## EXERCISE
From the records below, pick out and copy each line in which the word "plant" appears.

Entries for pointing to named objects
—————

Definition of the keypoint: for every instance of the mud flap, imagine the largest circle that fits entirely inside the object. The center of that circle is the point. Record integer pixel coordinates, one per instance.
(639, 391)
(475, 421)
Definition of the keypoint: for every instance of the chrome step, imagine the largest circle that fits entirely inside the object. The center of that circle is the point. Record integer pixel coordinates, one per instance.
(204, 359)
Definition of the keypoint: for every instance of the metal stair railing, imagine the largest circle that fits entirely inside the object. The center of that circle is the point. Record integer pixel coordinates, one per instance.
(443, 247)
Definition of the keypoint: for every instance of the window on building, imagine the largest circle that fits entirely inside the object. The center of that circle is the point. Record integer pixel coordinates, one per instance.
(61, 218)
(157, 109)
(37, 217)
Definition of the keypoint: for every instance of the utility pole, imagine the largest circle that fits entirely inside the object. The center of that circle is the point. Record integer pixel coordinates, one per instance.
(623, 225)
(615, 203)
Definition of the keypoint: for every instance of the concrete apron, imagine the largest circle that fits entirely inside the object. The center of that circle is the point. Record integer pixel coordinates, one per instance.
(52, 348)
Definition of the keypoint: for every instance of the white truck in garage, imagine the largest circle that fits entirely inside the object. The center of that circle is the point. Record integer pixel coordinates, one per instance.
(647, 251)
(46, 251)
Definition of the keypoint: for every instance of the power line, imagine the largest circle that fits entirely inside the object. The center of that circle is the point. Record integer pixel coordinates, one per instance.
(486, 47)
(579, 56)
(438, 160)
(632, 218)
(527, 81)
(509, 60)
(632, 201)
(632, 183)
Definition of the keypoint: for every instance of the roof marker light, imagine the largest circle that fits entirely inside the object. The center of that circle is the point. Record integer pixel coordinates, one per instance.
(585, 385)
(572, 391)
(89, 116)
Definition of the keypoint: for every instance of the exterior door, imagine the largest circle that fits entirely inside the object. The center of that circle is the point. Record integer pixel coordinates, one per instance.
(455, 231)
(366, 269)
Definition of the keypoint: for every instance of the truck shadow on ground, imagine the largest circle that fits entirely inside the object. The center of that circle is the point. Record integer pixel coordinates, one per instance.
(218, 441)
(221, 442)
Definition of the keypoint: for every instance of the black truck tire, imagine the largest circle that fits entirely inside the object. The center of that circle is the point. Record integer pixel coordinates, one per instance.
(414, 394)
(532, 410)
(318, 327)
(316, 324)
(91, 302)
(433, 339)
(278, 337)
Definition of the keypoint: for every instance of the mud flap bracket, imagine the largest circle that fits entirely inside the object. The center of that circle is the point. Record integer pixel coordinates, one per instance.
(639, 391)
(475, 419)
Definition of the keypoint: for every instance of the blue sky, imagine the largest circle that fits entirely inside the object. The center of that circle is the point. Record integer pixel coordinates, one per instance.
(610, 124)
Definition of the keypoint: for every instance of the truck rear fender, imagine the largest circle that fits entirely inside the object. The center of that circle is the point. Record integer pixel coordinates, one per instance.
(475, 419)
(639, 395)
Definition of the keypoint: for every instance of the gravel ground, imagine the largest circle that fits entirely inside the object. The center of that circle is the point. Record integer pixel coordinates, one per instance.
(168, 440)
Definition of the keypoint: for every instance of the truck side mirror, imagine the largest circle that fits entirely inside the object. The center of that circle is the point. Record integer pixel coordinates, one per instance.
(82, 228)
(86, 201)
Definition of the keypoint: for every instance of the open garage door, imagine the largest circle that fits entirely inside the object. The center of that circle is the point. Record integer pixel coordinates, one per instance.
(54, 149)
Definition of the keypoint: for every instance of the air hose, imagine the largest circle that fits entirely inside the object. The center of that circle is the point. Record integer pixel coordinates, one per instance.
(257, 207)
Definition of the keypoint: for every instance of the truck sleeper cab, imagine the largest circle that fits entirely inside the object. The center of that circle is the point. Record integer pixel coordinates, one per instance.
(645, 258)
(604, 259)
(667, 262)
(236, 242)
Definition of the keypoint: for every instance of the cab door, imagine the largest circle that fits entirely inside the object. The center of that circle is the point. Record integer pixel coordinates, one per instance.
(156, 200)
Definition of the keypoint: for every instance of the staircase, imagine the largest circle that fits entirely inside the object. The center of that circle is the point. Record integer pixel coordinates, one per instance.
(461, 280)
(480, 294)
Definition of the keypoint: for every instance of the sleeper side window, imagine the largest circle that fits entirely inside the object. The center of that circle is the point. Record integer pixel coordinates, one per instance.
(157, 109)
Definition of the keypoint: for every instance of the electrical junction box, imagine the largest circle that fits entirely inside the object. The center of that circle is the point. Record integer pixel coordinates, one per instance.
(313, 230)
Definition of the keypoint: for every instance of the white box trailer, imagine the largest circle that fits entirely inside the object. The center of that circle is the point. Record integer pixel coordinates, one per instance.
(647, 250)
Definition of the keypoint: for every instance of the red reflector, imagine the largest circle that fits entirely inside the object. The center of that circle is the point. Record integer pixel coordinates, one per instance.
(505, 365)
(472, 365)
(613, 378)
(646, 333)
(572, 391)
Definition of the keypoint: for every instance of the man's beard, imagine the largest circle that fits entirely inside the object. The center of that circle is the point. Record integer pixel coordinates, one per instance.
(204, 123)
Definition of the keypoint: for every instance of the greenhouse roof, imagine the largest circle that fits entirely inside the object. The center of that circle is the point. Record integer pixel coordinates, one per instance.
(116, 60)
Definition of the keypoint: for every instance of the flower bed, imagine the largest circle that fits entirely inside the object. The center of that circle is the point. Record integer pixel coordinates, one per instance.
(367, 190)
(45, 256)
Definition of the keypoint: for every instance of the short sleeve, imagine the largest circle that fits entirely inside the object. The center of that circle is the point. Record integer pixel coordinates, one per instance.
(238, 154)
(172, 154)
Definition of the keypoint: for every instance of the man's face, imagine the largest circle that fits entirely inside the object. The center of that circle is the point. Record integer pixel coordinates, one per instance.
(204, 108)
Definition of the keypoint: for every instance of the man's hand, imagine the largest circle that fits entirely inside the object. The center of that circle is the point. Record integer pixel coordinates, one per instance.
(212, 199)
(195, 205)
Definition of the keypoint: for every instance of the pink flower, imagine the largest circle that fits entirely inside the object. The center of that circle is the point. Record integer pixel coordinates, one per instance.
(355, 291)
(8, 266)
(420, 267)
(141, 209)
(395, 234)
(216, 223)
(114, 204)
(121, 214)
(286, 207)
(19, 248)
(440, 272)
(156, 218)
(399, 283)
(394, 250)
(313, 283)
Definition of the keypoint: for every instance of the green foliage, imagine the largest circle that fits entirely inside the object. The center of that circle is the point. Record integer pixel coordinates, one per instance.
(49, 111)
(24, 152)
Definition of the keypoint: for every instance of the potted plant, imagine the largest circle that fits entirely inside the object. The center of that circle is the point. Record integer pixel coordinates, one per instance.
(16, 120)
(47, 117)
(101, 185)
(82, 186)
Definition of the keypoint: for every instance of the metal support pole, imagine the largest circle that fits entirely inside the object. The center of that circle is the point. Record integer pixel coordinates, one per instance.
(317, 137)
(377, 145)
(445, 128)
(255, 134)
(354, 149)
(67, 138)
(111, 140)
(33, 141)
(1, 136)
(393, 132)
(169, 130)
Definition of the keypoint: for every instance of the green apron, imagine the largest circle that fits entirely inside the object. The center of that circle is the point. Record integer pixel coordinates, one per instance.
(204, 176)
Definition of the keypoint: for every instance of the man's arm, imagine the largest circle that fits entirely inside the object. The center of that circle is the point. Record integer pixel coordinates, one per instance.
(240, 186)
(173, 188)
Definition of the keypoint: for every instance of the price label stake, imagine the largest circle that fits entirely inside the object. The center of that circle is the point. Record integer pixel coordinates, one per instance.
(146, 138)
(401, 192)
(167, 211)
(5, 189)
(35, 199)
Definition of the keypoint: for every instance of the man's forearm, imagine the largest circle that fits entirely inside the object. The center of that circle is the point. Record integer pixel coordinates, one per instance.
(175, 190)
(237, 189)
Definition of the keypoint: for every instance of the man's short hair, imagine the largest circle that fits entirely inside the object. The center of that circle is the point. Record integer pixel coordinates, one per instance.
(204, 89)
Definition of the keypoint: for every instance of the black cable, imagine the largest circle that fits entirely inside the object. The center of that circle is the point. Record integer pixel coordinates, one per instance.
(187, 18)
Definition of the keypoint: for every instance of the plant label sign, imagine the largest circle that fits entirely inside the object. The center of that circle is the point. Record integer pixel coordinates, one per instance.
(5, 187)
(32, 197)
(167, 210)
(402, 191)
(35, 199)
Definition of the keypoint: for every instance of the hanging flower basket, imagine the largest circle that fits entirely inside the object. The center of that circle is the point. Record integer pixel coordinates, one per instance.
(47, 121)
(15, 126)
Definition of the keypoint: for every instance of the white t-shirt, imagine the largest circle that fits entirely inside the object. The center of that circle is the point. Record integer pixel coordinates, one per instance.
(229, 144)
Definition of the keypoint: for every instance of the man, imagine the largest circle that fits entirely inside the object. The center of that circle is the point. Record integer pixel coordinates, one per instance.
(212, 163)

—————

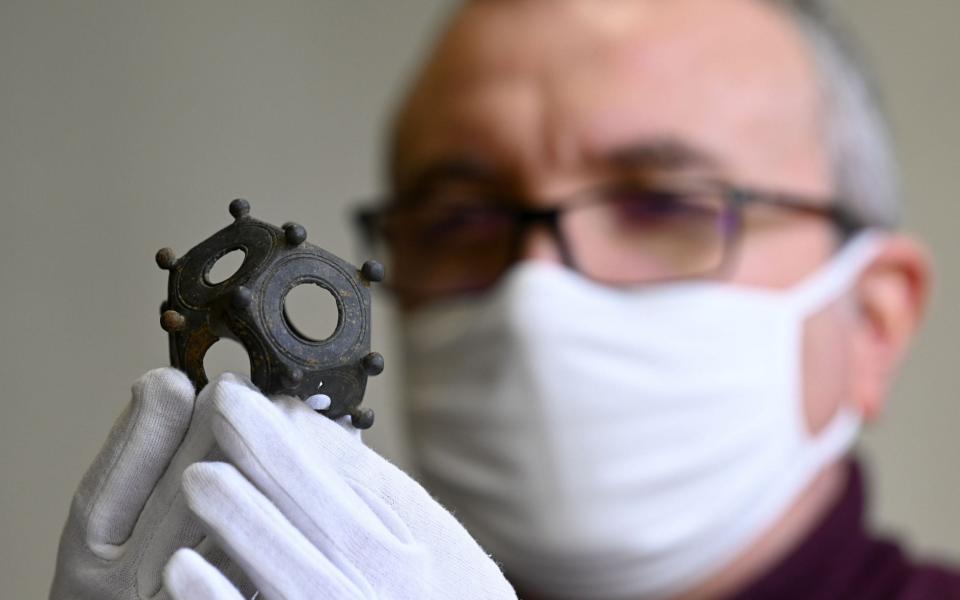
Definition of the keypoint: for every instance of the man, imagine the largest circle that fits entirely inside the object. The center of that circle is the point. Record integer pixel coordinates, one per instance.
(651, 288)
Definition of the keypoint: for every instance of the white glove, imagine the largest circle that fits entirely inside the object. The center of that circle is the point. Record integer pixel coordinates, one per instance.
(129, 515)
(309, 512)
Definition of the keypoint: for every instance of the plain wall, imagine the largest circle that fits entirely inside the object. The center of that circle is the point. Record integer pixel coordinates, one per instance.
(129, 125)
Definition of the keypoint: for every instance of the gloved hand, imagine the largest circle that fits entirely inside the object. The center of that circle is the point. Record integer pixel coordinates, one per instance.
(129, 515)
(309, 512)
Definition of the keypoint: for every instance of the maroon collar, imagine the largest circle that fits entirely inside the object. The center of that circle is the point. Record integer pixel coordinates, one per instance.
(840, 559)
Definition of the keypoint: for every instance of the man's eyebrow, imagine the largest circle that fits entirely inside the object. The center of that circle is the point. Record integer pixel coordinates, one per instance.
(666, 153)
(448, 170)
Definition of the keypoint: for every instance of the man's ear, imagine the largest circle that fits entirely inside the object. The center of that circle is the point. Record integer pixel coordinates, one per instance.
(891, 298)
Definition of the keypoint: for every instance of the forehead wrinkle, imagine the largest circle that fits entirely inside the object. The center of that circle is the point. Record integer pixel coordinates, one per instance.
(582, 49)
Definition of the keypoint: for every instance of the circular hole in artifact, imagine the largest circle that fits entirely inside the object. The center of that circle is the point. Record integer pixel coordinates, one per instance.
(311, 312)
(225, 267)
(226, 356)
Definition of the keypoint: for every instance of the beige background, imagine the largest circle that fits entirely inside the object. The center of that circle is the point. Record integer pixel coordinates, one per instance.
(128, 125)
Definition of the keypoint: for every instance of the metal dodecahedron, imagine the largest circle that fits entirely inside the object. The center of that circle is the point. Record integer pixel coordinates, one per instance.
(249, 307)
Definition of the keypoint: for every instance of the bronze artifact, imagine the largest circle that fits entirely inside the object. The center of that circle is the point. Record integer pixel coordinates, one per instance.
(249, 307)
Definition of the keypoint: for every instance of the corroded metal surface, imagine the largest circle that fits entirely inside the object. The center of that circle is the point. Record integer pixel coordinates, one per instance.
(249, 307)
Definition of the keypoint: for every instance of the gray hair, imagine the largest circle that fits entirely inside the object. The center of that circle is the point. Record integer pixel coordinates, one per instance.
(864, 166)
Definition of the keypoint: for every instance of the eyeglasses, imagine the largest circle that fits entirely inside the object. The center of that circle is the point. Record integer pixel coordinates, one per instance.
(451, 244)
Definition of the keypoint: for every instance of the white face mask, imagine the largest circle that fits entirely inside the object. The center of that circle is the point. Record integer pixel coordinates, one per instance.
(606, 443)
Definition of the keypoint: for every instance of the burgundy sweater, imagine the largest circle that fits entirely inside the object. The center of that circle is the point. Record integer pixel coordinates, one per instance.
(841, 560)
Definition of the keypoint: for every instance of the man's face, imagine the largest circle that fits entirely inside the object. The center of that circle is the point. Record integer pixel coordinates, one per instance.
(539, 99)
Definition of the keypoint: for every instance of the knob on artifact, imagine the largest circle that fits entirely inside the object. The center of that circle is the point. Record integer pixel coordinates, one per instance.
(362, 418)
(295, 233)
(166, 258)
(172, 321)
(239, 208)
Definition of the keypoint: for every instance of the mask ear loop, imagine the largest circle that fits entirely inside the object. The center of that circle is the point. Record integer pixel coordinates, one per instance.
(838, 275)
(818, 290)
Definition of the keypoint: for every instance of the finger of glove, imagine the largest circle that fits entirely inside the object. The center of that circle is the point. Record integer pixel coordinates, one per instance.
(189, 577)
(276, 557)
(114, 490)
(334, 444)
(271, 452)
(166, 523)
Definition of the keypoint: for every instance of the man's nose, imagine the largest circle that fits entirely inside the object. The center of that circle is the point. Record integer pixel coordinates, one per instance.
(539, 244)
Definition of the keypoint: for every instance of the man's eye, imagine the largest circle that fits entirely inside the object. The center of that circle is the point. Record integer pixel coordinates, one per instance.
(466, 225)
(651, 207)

—————

## COMPLETE ANSWER
Definition of the keypoint: for every instance of the potted plant, imagine the largest circle that fits entirely inside the object. The center of that circle is the point. Record integer pixel coordinates, one per instance.
Definition of the keypoint: for every instance of the plant label sign, imagine the largest circle that fits entirely inside the object. The center of that circle is the point. Record integer pixel coordinates, one per instance.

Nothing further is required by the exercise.